1977 gab es einen neuen Vorstoß: eine Woche lang gehörte das Palais des Nations in Genf den Ureinwohnern beider Amerikas, um über Landraub, Rassismus und kulturellen Völkermord Zeugnis abzulegen. Die Delegationmit angeführt von den Haudenosaunee, die diesmal in breiter Front erschienen und mit eigenen Pässen angereist waren. Die Schweizer Grenzbehörden stempelten die Papiere – ein Präzedenzfall war geschaffen. Die historische Woche öffnete die Tür in eine neue Ära, eine Arbeitsgruppe wurde geschaffen, aus ihr wuchs die „Declaration of Indigenous Peoples“, die heute die Richtlinien der Politik mit indigenen Völkern liefert. Nächster Schritt ist eine Konvention. Dieser lange Weg der indigenen Völker wird sichtbar in der Ausstellung des MEG. Wir sehen in der Vitrine einen Pass der Haudenosaunee (es ist der von Onondaga-Clanmother Audrey Shenandoah) und wir hören und sehen Mohawk-Journalist Kenneth Deere, der zum Pendler zwischen den Kontinenten wurde.

Sie mögen klein sein, zusammen sie sie viele: Weltweit verteidigen fast 500 Millionen indigene Völker ihre Rechte gegen den Umweltrassismus, der ihre Überleben bedroht. Die Ts’myen in Alaska, die Amazigh in Marokko, die Anishinaabeg in den Vereinigten Staaten und Kanada, die Sami in Fenno-Skandinavien, die Māori in Neuseeland, die Maasaï in Kenia und Tansania, die Ainu in Japan, die Inselbewohner auf den Marshall-Inseln, die Kalina in Guyana – sie erscheinen auf eigenwillige und diverse Weise in der sensibel arrangierten Ausstellungsspirale des MEG. Der Gang ist wie eine Begegnung mit dem Paradigmenwechsel – einst waren die Indigenen die Verfolgten, jetzt erhoffen wir uns von ihnen Rat in der Krise. Dank ihres überlieferten Wissens und Know-hows, das sich beim Schutz der biologischen Vielfalt, des Bodens, des Wassers und der Ökosysteme als bewährt erweist, kommt ihnen bei der Suche nach Lösungen eine entscheidende Rolle zu.
☆ ☆ ☆ ☆
AUFGABEN:
- a) Wessen Pass der Haudenosaunee ist laut dem Seitenauszug in der Vitrine zu sehen?
- b) Knüpfen Sie an den Seitenauszug über die indigenen Völker in der Ausstellung des MEG an und setzen Sie ihn nach seinem letzten Satz fort.

EXTRAHIERTE DATEN:
☆ ☆ ☆ ☆
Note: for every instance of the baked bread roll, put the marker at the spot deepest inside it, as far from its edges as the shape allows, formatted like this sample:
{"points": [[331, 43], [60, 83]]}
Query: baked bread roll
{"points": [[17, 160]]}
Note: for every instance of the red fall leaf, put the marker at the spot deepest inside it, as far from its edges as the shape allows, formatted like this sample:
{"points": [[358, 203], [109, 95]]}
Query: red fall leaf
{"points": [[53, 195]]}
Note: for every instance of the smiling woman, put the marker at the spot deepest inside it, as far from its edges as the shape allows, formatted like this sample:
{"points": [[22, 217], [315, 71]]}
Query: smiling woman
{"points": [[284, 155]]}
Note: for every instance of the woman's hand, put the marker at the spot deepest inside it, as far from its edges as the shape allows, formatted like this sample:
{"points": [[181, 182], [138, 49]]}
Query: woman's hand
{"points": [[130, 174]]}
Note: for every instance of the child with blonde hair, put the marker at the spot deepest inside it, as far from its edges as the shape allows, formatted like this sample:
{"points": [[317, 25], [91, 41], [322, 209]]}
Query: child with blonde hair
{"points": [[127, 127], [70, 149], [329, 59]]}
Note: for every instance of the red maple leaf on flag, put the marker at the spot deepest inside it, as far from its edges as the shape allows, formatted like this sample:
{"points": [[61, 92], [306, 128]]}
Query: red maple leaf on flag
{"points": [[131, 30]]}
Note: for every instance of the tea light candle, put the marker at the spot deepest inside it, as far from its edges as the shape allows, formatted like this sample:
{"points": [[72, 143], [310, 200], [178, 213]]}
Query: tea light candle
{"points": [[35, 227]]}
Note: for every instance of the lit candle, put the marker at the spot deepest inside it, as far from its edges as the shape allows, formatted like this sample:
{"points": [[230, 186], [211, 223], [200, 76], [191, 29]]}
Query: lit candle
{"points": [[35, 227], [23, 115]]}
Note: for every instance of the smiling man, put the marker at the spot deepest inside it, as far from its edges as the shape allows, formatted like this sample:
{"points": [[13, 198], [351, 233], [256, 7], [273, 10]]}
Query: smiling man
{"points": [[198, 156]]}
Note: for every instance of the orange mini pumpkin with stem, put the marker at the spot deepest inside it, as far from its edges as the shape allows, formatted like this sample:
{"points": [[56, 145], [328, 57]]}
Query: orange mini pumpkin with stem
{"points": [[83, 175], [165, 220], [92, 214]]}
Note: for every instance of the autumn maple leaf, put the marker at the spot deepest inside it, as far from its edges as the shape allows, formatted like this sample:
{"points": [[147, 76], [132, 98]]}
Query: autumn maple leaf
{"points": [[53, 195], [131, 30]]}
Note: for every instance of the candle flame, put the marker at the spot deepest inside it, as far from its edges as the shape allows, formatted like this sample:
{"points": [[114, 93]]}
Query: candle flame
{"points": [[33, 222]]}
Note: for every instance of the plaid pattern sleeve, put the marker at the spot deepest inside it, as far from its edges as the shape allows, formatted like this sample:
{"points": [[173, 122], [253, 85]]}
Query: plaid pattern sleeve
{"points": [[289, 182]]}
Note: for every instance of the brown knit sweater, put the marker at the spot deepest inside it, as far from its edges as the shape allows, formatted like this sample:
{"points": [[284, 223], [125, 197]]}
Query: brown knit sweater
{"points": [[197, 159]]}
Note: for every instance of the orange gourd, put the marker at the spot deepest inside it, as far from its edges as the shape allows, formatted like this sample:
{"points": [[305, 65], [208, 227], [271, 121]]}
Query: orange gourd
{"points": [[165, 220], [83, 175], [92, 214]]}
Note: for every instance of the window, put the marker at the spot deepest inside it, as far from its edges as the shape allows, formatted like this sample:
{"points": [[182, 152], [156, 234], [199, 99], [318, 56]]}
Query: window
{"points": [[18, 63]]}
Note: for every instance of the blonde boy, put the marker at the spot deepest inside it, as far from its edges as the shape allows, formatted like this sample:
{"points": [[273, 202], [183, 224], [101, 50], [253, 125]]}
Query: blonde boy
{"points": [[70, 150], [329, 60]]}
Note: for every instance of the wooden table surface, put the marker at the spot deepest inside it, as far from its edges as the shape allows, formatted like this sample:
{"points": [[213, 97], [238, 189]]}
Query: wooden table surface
☆ ☆ ☆ ☆
LÖSUNGEN:
- a) Der Pass der Onondaga-Clanmother Audrey Shenandoah.

- b)
Anhand von Biografien und Videozeugnissen, künstlerischen Installationen und konkreten Fallstudien führt die Ausstellung von Brennpunkt zu Brennpunkt. Eine digitale Weltkarte offenbart uns, dass die unsere Rohstoffquellen und die Lebensräume indigener Kulturen nahezu identisch sind. Indigene Künstler und Aktivisten werfen einen nachdenklichen, traurigen Blick auf ihr Land und hinterfragen die Beziehung, die wir zu unseren Ökosystemen haben. Das sticht heraus, denn es ist nicht selbstverständlich, dass vor allem zeitgenössische indigene Künstler um ihre Meinung und ihre ästhetischen Statements gebeten werden. Sie heißen David R. Boxley, Gavin Hudson, Kandi McGilton, Ti’iwan Couchili, Máret Ánne Sara, Elizabeth LaPensée, Kathy Jetnil-Kijiner, Margret Orr.

„Diese Ausstellung zeigt, wie das Wissen und das Know-how indigener Völker zum Erhalt der natürlichen Umwelt eingesetzt werden kann. MEG gibt den Frauen und Männern eine Stimme, mit der sie uns eine andere Beziehung zu unserem Planeten zeigen, doch das setzt voraus, dass wir ihre Grundrechte respektieren“, erklärt Carine Ayélé Durand, die Chefkuratorin des Museums und Kuratorin der Ausstellung. „Environmental Injustice – Indigenous Peoples‘ Alternatives“ – unterstützt vom Hohen UN-Kommissars für Menschenrechte – ist eine Schau, die in die Zukunft weist. So könnten die Ethnografischen Museen Europas zu künftigen Botschaften indigener Nationen werden.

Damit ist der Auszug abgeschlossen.